JOB A:
Pick out every line of the rows that contains the string "delivery".

TEXT EXTRACT:
◇ ◇ ◇
Re: [PATCH] powerpc/kasan/book3s_64: warn when running with hash MMU

1 view
Skip to first unread message

Christophe Leroy

unread,
Oct 6, 2022, 1:04:55 AM10/6/22
to Michael Ellerman, Nathan Lynch, linuxp...@lists.ozlabs.org, kasan-dev
+ KASAN list

Le 06/10/2022 à 06:10, Michael Ellerman a écrit :
> Nathan Lynch <nat...@linux.ibm.com> writes:
>> kasan is known to crash at boot on book3s_64 with non-radix MMU. As
>> noted in commit 41b7a347bf14 ("powerpc: Book3S 64-bit outline-only
>> KASAN support"):
>>
>> A kernel with CONFIG_KASAN=y will crash during boot on a machine
>> using HPT translation because not all the entry points to the
>> generic KASAN code are protected with a call to kasan_arch_is_ready().
>
> I guess I thought there was some plan to fix that.

I was thinking the same.

Do we have a list of the said entry points to the generic code that are
lacking a call to kasan_arch_is_ready() ?

Typically, the BUG dump below shows that kasan_byte_accessible() is
lacking the check. It should be straight forward to add
kasan_arch_is_ready() check to kasan_byte_accessible(), shouldn't it ?

>
> But maybe I'm misremembering. Looking now it's not entirely straight
> forward with the way the headers are structured. So I guess I'm wrong
> about that.
>
>> Such crashes look like this:
>>
>> BUG: Unable to handle kernel data access at 0xc00e00000308b100
>> Faulting instruction address: 0xc0000000006d0fcc
>> Oops: Kernel access of bad area, sig: 11 [#1]
>> LE PAGE_SIZE=64K MMU=Hash SMP NR_CPUS=2048 NUMA pSeries
>> CPU: 0 PID: 1 Comm: swapper/0 Not tainted 6.0.0-rc5-02183-g3ab165dea2a2 #13
>> [...regs...]
>> NIP [c0000000006d0fcc] kasan_byte_accessible+0xc/0x20
>> LR [c0000000006cd9cc] __kasan_check_byte+0x2c/0xa0
>> Call Trace:
...
>>
>> Change init_book3s_64.c::kasan_init() to emit a warning backtrace and
>> taint the kernel when not running on radix. When the kernel likely
>> oopses later, the 'W' taint flag in the report should help minimize
>> developer time spent trying to understand what's gone wrong.
>
> Should we just panic() directly?
◇ ◇ ◇
JOB B:
In the mailing-list thread, which function does the BUG dump show is lacking the kasan_arch_is_ready() check?

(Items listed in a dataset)
◇ ◇ ◇
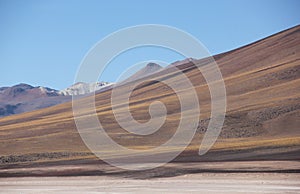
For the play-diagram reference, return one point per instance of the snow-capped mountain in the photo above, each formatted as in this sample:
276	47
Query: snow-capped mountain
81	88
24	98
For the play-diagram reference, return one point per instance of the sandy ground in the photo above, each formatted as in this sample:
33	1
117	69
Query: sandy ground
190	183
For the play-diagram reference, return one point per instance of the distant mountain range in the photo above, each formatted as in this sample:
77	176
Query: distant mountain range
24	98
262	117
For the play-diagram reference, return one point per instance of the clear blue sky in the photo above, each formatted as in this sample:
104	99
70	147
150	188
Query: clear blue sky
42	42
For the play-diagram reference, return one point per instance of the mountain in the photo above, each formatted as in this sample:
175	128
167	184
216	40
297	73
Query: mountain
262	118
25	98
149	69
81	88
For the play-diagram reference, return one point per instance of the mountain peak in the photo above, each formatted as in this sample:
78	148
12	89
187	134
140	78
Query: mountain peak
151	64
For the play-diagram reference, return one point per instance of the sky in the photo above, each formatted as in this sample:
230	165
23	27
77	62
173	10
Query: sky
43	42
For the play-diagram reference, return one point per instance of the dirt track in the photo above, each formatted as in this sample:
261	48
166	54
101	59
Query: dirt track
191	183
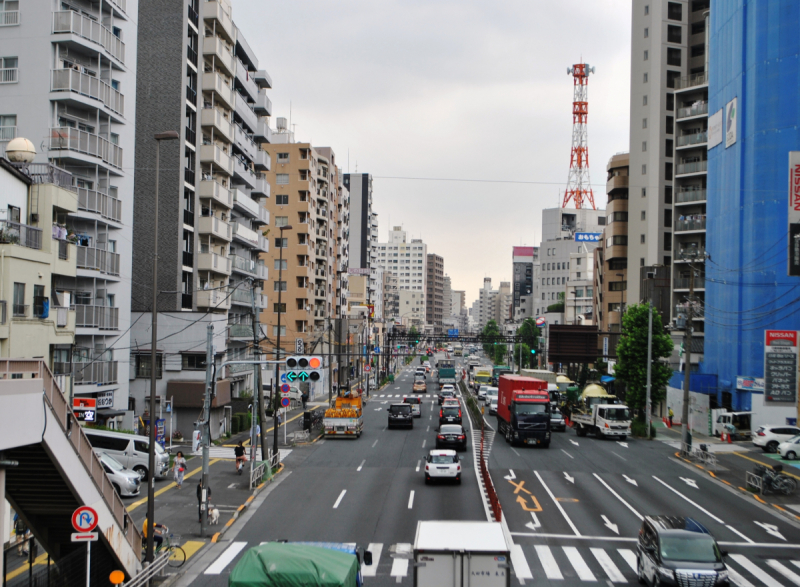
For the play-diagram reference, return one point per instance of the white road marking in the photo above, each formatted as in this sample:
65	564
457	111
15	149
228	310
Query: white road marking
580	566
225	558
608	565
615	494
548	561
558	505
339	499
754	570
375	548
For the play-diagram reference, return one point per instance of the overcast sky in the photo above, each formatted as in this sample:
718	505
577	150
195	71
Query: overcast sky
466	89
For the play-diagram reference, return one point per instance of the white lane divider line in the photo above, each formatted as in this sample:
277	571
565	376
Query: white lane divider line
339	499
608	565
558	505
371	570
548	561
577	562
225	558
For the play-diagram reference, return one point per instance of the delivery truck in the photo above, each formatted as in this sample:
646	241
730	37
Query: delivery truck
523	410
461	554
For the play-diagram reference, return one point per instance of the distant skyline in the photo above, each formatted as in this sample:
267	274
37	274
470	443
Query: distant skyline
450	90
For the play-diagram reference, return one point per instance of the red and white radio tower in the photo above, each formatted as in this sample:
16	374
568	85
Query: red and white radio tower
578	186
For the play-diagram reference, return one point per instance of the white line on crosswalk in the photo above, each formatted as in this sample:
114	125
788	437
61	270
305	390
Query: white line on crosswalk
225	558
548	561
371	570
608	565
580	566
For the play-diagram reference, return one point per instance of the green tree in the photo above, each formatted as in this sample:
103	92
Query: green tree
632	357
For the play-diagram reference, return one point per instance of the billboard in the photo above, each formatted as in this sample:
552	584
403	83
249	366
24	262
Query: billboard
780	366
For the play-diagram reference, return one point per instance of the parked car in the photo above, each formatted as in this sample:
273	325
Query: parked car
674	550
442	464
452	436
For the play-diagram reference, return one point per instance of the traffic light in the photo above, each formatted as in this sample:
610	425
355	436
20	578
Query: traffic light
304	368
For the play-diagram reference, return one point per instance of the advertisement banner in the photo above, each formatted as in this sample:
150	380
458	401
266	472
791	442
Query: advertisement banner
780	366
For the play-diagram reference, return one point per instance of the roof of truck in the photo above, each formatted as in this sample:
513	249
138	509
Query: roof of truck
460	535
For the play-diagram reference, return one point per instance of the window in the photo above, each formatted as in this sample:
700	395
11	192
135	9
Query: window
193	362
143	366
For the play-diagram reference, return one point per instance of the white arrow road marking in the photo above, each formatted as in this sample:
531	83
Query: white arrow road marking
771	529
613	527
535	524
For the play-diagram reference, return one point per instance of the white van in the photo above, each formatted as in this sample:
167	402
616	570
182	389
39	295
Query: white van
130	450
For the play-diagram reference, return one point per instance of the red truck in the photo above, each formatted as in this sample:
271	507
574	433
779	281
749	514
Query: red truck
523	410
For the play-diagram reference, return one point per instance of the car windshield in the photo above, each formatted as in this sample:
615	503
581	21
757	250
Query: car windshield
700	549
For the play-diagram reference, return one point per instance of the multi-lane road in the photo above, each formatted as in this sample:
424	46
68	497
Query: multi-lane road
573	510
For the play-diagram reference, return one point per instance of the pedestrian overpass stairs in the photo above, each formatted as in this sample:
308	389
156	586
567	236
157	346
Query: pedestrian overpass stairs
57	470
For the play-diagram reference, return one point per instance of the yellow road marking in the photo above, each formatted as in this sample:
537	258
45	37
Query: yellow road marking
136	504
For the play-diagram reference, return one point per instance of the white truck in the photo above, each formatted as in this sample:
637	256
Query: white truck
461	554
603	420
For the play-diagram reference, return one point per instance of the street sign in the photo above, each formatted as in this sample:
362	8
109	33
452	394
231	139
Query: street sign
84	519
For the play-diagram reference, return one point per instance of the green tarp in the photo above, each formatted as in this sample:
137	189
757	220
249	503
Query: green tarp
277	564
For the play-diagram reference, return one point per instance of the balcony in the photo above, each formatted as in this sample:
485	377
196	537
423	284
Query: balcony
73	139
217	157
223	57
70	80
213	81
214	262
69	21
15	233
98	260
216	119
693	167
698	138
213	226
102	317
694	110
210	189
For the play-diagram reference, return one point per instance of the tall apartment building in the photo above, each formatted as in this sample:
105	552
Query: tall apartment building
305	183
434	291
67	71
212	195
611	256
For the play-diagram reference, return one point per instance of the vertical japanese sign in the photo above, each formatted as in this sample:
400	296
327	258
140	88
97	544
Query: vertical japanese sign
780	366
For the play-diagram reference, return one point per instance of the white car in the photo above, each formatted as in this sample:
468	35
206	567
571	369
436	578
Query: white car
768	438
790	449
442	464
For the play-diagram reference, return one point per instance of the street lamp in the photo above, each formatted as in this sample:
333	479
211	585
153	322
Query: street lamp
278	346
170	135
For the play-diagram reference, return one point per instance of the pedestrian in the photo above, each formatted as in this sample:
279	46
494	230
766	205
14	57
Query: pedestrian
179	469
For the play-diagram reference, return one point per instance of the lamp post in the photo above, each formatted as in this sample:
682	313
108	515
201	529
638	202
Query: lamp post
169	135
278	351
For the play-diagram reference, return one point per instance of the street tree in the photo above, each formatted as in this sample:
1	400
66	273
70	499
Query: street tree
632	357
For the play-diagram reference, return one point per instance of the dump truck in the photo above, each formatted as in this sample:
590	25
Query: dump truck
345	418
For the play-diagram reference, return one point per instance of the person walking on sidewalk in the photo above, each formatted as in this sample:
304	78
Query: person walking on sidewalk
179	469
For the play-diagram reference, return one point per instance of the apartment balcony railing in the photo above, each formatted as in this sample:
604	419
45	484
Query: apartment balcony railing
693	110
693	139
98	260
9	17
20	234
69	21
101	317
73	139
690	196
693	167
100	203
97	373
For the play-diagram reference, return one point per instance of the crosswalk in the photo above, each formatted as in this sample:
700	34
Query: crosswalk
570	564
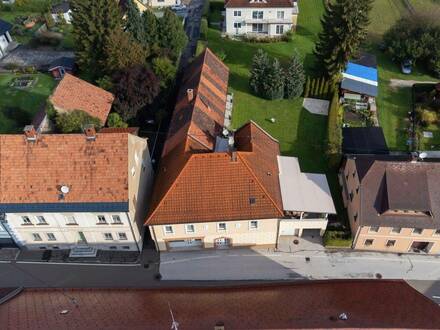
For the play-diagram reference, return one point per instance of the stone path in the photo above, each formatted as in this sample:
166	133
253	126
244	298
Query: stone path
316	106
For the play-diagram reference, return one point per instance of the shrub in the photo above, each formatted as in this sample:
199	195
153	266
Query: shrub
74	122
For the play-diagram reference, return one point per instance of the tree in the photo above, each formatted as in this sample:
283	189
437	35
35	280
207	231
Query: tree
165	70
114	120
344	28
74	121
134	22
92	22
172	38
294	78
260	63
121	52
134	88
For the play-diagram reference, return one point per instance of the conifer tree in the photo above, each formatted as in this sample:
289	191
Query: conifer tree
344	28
◇ ◇ ◇
TASK RESULT A:
For the play-diagram reference, return one point per instance of the delivery truck in the photo above, each formatted as in this sample:
Query: delivery truck

TASK RESULT B:
kasan_byte_accessible()